AIM: Please write out each of the following lines word for word, leaving the pictures out of your answer.

Coordinate annotation lines
#####
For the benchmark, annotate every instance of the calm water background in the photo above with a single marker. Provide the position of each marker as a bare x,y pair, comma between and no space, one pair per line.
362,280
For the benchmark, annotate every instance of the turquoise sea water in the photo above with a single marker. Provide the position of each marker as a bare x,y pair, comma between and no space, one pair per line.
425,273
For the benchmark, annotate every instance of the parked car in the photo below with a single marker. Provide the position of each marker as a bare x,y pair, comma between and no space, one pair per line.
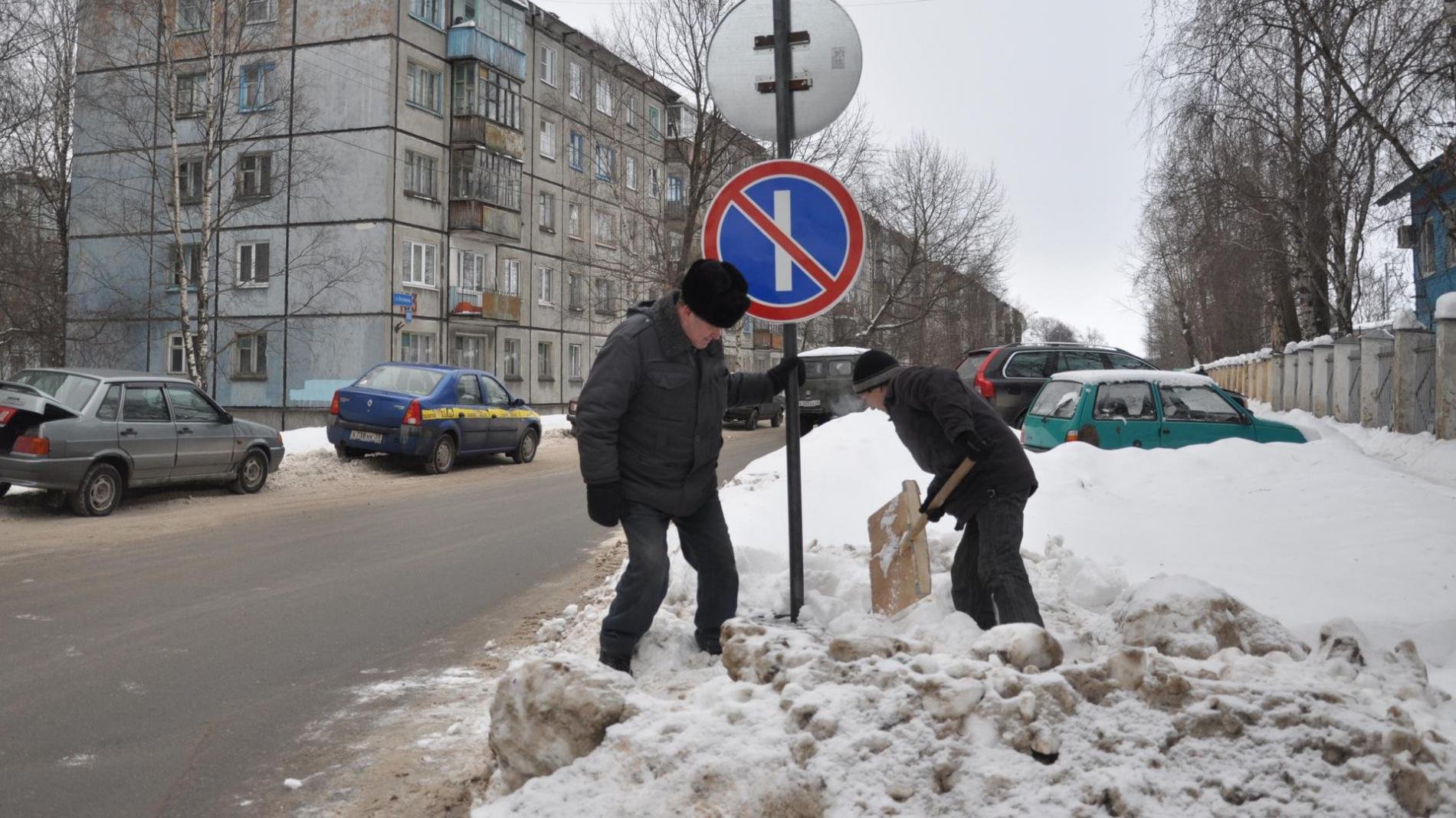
#####
RESPONSE FOR THIS EXERCISE:
For the benchmark, annotate every instance of the calm water background in the photo above with a single marker. Provide the position of each marker as a bare x,y pair, comma between and no space, one pair per line.
362,280
For the benchmark, annotate every instance of the turquoise sea water in the photo above with a single marker. Provide the position of each marker as a bare x,y pair, comma between and no space, one pair per line.
425,273
For the benchmark, annotate every instance of the parked car in the photo below with a single marker. Provide the position of each marker as a bare x,y pair, comma between and no space, one pair per line.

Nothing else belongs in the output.